_Aim of the exercise_
Rewrite the data from the line containing "Where can you spot the rear door?" through the end of the data, switching "orange car" to "orange sedan" and leaving everything else unchanged. Output only those lines.
^^^^^^^^^^^^^^^^
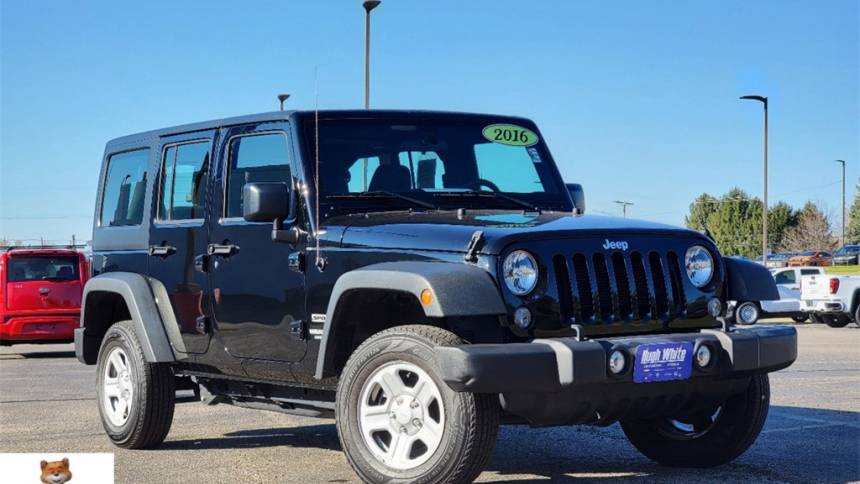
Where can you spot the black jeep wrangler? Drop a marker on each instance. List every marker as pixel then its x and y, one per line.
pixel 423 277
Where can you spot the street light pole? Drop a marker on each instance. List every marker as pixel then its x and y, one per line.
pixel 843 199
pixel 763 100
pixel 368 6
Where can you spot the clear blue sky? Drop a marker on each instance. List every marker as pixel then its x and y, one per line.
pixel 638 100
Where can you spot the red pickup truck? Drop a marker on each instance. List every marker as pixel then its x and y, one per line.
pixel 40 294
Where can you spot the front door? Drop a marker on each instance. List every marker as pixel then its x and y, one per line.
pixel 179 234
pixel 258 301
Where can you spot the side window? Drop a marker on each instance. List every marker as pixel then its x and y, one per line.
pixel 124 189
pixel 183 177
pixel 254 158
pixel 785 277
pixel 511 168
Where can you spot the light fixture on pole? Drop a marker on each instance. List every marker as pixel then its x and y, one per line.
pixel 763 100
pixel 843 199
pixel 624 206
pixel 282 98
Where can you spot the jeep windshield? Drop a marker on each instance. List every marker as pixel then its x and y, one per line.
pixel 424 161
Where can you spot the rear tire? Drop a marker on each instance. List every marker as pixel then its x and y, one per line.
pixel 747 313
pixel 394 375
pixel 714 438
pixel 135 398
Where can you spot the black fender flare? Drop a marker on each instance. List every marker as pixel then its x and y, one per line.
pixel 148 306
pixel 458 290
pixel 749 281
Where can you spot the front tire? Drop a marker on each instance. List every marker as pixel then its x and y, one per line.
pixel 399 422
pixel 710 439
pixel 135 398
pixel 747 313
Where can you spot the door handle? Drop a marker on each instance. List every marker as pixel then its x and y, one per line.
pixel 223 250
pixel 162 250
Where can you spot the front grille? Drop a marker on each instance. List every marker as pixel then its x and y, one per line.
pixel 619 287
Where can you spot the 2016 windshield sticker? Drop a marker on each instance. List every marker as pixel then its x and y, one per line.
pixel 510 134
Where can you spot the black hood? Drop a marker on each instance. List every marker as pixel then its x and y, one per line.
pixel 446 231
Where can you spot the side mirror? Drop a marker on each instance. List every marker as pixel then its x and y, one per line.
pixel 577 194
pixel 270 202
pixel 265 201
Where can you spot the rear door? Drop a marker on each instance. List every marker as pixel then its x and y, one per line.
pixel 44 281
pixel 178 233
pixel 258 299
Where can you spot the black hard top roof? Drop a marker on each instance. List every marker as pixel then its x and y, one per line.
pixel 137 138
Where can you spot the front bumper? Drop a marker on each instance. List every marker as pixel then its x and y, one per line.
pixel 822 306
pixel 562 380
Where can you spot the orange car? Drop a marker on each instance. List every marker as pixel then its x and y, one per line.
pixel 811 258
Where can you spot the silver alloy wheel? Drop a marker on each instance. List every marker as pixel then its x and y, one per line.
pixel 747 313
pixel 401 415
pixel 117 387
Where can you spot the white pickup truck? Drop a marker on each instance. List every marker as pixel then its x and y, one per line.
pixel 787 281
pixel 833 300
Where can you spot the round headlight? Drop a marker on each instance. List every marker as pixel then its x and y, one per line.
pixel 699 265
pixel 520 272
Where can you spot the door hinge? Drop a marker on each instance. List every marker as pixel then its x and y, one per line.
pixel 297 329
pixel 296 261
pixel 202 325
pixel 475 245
^^^^^^^^^^^^^^^^
_Answer_
Where can you spot the rear door? Drop a marker on each instance. List every marker as pixel then its x and y, one per line.
pixel 44 281
pixel 178 233
pixel 258 299
Where can you spot the black hard top roof? Drop a marker on each instance. List every marker as pixel then its x and y, one per line.
pixel 137 138
Where can you spot the front bumper? Drop a marker on each instance. List every marker as pixel then its x and y, one per line.
pixel 822 306
pixel 562 380
Where can you spot the orange sedan? Drop a marker on each instance. List every marker as pixel then its x and y, one per line.
pixel 811 258
Where can you spot the silver alloy wheel? Drop a marker on each instance. List every marker as pixel then its x and y, one per line.
pixel 747 313
pixel 401 415
pixel 117 387
Where can you spot the white pickup truck? Drop a marker on each instance. List every marker as pixel then its x and y, one per line.
pixel 787 281
pixel 833 300
Where can you spot the round headlight? Drop a marker on each instance. List every marker as pixel then its x and y, one per line.
pixel 699 265
pixel 520 272
Where can you spot the door hinge? Drop a marker on each instance. List every marker as pixel then its x and y, one per line.
pixel 297 329
pixel 296 261
pixel 202 325
pixel 475 245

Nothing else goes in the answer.